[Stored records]
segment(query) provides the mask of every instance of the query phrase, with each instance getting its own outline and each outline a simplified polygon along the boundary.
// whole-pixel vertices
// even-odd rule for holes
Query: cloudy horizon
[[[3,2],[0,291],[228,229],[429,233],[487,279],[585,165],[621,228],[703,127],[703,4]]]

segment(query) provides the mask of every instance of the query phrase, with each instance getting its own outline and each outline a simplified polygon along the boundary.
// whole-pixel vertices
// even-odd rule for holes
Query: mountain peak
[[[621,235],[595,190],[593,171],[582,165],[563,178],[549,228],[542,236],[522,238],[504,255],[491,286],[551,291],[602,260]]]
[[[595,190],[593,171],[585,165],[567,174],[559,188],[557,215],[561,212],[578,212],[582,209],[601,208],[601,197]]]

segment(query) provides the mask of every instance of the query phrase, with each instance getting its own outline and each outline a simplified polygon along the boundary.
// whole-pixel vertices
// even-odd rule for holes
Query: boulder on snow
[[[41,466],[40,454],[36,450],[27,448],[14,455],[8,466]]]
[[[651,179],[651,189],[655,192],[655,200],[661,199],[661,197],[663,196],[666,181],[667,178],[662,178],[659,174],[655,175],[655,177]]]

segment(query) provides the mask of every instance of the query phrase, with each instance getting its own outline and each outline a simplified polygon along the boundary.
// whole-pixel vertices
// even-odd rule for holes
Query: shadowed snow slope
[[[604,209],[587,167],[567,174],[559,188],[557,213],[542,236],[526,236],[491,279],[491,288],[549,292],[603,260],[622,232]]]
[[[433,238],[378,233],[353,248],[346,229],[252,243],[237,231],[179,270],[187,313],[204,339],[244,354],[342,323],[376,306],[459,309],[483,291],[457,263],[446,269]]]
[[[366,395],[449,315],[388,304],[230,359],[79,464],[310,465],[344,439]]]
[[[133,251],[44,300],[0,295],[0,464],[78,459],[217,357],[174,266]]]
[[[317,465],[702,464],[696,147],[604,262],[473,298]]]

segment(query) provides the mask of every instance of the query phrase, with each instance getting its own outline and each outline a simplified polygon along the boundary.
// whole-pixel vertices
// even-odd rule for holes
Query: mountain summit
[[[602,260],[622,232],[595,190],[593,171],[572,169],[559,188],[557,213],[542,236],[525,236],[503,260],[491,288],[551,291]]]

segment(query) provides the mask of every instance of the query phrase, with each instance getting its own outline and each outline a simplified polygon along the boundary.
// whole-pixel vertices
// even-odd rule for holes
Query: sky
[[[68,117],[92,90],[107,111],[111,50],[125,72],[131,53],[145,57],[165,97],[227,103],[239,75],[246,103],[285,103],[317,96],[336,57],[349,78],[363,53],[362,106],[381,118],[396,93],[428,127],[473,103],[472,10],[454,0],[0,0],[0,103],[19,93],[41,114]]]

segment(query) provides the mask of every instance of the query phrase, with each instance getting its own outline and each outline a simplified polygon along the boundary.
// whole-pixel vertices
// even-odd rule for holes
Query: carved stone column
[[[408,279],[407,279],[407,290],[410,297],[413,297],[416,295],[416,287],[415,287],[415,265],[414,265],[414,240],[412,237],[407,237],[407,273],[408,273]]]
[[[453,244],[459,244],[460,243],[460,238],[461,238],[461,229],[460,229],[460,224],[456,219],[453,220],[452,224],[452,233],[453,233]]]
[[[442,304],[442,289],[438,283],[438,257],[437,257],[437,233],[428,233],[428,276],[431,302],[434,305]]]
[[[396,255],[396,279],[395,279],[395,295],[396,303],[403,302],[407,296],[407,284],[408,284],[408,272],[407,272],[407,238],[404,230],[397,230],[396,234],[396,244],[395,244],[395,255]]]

- PROBLEM DESCRIPTION: Return, character for character, every line of the material from its first line through the line containing "Query: cloudy horizon", including both of those lines.

- WRITTEN SOLUTION:
segment(query) provides the mask of every instance of the query phrase, with each instance getting its own outline and each outline a simplified polygon along the boundary.
// whole-pixel vertices
// even-odd rule for holes
Query: cloudy horizon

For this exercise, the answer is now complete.